— BEGIN RECORDS PROVIDED —

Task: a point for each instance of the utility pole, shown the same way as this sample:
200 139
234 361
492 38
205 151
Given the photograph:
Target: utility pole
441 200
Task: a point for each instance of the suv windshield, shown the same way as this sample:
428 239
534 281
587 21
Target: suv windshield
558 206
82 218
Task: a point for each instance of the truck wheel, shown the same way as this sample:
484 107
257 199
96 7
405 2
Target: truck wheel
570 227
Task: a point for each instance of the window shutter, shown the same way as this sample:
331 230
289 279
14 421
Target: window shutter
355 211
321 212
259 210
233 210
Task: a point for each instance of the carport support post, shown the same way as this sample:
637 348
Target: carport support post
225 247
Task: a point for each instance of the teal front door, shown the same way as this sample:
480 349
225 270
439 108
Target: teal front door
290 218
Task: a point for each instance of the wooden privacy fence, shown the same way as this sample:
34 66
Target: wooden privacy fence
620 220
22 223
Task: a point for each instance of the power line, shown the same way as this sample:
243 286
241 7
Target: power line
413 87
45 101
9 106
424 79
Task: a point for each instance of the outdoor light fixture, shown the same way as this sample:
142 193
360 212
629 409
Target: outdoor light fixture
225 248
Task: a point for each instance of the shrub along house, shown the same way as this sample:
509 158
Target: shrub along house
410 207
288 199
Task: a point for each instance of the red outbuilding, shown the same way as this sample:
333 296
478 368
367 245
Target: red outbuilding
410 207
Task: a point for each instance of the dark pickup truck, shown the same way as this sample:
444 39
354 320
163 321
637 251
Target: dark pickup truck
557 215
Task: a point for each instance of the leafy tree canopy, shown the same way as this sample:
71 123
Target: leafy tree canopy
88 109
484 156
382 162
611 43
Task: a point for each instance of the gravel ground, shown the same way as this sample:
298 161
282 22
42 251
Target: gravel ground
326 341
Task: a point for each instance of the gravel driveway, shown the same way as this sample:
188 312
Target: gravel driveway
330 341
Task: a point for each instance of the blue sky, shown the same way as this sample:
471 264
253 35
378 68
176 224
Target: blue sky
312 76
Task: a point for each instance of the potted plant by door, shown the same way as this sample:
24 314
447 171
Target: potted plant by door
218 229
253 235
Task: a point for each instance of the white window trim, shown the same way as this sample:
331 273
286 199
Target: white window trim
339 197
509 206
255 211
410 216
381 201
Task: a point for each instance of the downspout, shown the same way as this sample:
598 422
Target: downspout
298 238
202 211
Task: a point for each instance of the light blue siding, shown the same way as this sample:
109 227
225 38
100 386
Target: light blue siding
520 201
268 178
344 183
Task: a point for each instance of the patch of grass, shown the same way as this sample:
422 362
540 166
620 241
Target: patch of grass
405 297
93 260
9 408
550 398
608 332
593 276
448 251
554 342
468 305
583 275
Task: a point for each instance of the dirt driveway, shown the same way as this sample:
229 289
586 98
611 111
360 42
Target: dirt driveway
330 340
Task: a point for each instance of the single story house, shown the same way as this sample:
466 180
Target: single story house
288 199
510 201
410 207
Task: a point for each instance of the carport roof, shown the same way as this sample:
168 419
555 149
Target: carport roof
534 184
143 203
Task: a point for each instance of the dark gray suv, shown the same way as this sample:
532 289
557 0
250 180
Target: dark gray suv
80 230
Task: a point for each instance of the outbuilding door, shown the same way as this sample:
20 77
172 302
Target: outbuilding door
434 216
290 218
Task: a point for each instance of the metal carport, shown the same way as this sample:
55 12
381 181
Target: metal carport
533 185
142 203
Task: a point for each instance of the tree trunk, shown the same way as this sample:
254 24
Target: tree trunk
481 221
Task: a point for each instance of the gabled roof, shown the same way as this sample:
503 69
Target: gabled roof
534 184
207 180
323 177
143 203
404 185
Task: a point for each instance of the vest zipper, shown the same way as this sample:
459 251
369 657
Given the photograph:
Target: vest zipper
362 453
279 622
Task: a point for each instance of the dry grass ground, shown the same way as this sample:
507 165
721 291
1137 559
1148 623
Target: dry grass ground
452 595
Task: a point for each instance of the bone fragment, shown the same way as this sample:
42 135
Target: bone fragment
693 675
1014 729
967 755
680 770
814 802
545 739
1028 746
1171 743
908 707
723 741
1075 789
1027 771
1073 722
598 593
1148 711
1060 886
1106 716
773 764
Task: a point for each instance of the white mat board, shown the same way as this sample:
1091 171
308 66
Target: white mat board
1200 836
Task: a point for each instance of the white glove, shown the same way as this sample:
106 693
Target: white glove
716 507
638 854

— END RECORDS PROVIDED —

SET EXERCISE:
Can you lay out every line of the material above as a JSON list of strings, with one string per line and any blank lines left out?

OUTPUT FOR THIS TASK:
[
  "Task: a point for each instance of the utility pole, shown the same way as this sample:",
  "200 139",
  "234 361",
  "492 38",
  "205 151",
  "Given the photograph:",
  "Target: utility pole",
  "441 200",
  "Task: a point for each instance of the suv windshield, shown the same way as this sample:",
  "428 239",
  "534 281",
  "587 21",
  "Target: suv windshield",
  "558 206",
  "82 218",
  "Task: a point for each instance of the truck wheel, shown the same way as this sample:",
  "484 107",
  "257 199",
  "96 7",
  "405 2",
  "Target: truck wheel",
  "570 227",
  "Task: a point for each instance of the window shutter, shown the same way as this sample:",
  "331 230",
  "289 279",
  "14 421",
  "Target: window shutter",
  "355 211",
  "321 212",
  "259 210",
  "233 210",
  "Task: a point for each instance of the carport support post, shown the same way as this sample:",
  "637 348",
  "Target: carport support post",
  "225 247",
  "Task: a point for each instance of the teal front door, shown the same way as this sample:",
  "480 349",
  "225 270",
  "439 108",
  "Target: teal front door",
  "290 218",
  "Task: a point for each instance of the wooden privacy fence, shown the same way as this sample:",
  "34 66",
  "Target: wooden privacy fence",
  "620 220",
  "22 223",
  "Task: a point for each instance of the power line, shown the same way as this sample:",
  "243 286",
  "241 7",
  "Target: power line",
  "413 87",
  "45 101",
  "9 106",
  "424 79",
  "Task: a point for each instance of the outdoor light fixture, shown the same way as this sample:",
  "142 193",
  "360 212",
  "629 409",
  "Target: outdoor light fixture",
  "225 248",
  "Task: a point for each instance of the shrub along house, shown the same way as this sample:",
  "509 158",
  "Target: shrub along house",
  "410 207",
  "288 199",
  "Task: a point for each instance of the red outbuilding, shown the same way as this sample:",
  "333 296",
  "478 368",
  "367 245",
  "Target: red outbuilding",
  "410 207",
  "Task: a point for each instance of the dark pickup truck, shown the same way as this sample:",
  "444 39",
  "354 320",
  "163 321",
  "637 251",
  "Target: dark pickup truck",
  "557 215",
  "Task: a point for each instance of the leafy tree canopy, shown the same way as this sample:",
  "71 123",
  "Target: leafy tree canopy",
  "88 109",
  "484 156",
  "382 162",
  "611 43",
  "Task: a point for each instance of the gravel ground, shown the same way as this sample:",
  "298 161",
  "282 22",
  "42 251",
  "Target: gravel ground",
  "326 341",
  "Task: a point for each instance of the gravel driveway, shown the same way as this sample:",
  "188 312",
  "Target: gravel driveway",
  "330 341",
  "Task: a point for each instance of the blue sky, shown the same way as this sample:",
  "471 264",
  "253 35",
  "378 68",
  "176 224",
  "Target: blue sky",
  "312 76",
  "Task: a point for each instance of the potted plant by door, shown the same way as this sample:",
  "24 314",
  "447 171",
  "Target: potted plant by door",
  "218 229",
  "253 235",
  "Task: a point for each instance of the white window trim, shown the same way as this sample:",
  "331 273",
  "286 199",
  "Target: white window trim",
  "339 197",
  "509 206",
  "255 211",
  "410 216",
  "381 201",
  "Task: a point for each instance of the downspout, shown the same way as this sample:",
  "598 422",
  "Target: downspout",
  "298 238",
  "202 211",
  "Task: a point for each instance of the light blue siding, shown the same way as this sample:",
  "109 227",
  "225 38",
  "100 386",
  "Target: light blue siding",
  "520 201",
  "268 178",
  "344 183",
  "Task: a point for each instance of the patch of grass, shown the same way as this sample:",
  "422 362",
  "540 166",
  "620 241",
  "Target: patch of grass",
  "405 297",
  "93 260",
  "9 408",
  "550 398",
  "608 332",
  "593 276",
  "448 251",
  "554 342",
  "468 305",
  "583 275",
  "Task: a point for each instance of the dirt driveway, shown the same way as this sample:",
  "229 289",
  "586 98",
  "611 111",
  "360 42",
  "Target: dirt driveway",
  "330 340",
  "Task: a point for each instance of the single story house, shown the same way as this sample:",
  "466 180",
  "Target: single story house",
  "288 199",
  "510 201",
  "410 207",
  "Task: a point for each instance of the carport roof, shown the same way as this sample:",
  "168 419",
  "555 149",
  "Target: carport roof",
  "534 184",
  "143 203",
  "Task: a point for each instance of the dark gray suv, shown the same way as this sample:",
  "532 289",
  "557 0",
  "250 180",
  "Target: dark gray suv",
  "80 230",
  "Task: a point for each instance of the outbuilding door, shown the same way as this sample:",
  "20 77",
  "172 302",
  "Target: outbuilding door",
  "434 216",
  "290 218",
  "Task: a point for each instance of the metal carport, shown the same way as this sample:",
  "55 12",
  "381 181",
  "Target: metal carport",
  "533 185",
  "142 203",
  "Task: a point for each instance of the tree trunk, shown the same way as this sample:",
  "254 24",
  "Target: tree trunk",
  "481 221",
  "Task: a point for each instance of the gabled roof, shown the same way as this sample:",
  "503 69",
  "Target: gabled roof",
  "534 184",
  "207 180",
  "323 177",
  "143 203",
  "404 185",
  "Task: a point for each instance of the vest zipper, shown the same way as this sample:",
  "459 251",
  "369 657",
  "Given the photograph:",
  "Target: vest zipper",
  "362 453",
  "279 622",
  "Task: a point for each instance of the dry grass ground, shown the same way as this sample:",
  "507 165",
  "721 291",
  "1137 559",
  "1148 623",
  "Target: dry grass ground",
  "452 595",
  "Task: a point for each instance of the bone fragment, shown the same way as this sample:",
  "42 135",
  "Target: bone fragment",
  "693 675",
  "1014 729",
  "967 755",
  "680 770",
  "814 802",
  "545 739",
  "1028 746",
  "1171 743",
  "908 707",
  "723 741",
  "1075 789",
  "1027 771",
  "1073 722",
  "598 593",
  "1148 711",
  "1060 886",
  "1106 716",
  "773 764",
  "Task: a point for each instance of the white mat board, shown the same way as this sample:",
  "1091 171",
  "308 66",
  "Target: white mat board",
  "1200 836",
  "Task: a point for each instance of the white glove, shown the same way as this sample:",
  "106 693",
  "Target: white glove",
  "716 507",
  "638 854"
]